Change every "stone" to "marble" in the stretch of rows from the line containing "In this picture, where can the rectangular" through the end of the rows, and leave everything else as it is. Give back only those lines.

________________________

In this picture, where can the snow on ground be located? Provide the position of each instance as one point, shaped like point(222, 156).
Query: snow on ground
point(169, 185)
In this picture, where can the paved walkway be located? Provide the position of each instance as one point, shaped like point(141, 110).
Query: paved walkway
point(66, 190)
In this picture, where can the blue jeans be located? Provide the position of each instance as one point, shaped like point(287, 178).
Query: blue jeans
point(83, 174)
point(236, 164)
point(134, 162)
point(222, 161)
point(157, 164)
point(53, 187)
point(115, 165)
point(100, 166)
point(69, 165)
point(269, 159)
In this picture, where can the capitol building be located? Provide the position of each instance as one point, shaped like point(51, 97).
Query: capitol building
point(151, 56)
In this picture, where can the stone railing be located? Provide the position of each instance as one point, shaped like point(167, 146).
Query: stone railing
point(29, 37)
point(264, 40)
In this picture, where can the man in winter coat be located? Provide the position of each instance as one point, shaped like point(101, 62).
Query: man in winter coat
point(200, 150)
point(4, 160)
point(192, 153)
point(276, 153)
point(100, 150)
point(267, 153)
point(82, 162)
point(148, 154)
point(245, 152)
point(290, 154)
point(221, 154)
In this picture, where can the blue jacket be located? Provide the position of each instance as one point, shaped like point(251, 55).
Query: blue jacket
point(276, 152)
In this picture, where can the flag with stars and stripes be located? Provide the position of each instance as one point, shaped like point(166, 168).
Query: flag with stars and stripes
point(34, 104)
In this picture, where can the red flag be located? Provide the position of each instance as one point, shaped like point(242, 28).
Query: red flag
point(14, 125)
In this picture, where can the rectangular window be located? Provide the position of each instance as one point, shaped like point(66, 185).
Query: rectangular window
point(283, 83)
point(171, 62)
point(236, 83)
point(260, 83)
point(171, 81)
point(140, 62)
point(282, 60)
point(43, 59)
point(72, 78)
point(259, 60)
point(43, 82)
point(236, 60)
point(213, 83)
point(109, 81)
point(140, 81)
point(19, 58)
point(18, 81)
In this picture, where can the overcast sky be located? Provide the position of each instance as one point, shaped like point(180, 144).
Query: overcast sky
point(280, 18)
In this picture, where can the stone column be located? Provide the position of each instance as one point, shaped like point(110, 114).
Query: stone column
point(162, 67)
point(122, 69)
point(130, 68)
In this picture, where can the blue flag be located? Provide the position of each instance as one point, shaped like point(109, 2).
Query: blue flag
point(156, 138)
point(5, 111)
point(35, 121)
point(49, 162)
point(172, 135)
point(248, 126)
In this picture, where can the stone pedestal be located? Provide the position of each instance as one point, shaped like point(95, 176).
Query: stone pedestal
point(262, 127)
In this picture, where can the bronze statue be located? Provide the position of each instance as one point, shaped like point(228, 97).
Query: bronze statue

________________________

» Result:
In this picture, where can the rectangular window be located? Provide the position of each instance as one point, shaped like point(66, 185).
Query: rectangular window
point(283, 83)
point(171, 62)
point(236, 83)
point(260, 83)
point(171, 81)
point(140, 62)
point(282, 60)
point(43, 59)
point(72, 78)
point(259, 60)
point(43, 82)
point(236, 60)
point(213, 83)
point(109, 81)
point(140, 81)
point(19, 58)
point(18, 81)
In this picture, where can the overcast sky be located? Provide the position of each instance as one point, shaped like point(180, 144).
Query: overcast sky
point(280, 18)
In this picture, where can the marble column be located? Provide the position of each instance as one point, shaped like point(110, 114).
Query: marble column
point(162, 67)
point(122, 69)
point(130, 68)
In this picture, where can the blue flag be located? Provide the position of each instance as one point, shaped like point(109, 2).
Query: blue flag
point(156, 138)
point(5, 111)
point(35, 121)
point(49, 162)
point(172, 135)
point(248, 126)
In this picture, where can the marble pedestal be located? Provide the position of each instance as one point, shaped like point(95, 176).
Query: marble pedestal
point(262, 127)
In this picture, where can the bronze statue be located? Provide the position of each instance as one point, shaped like point(228, 97).
Query: bronze statue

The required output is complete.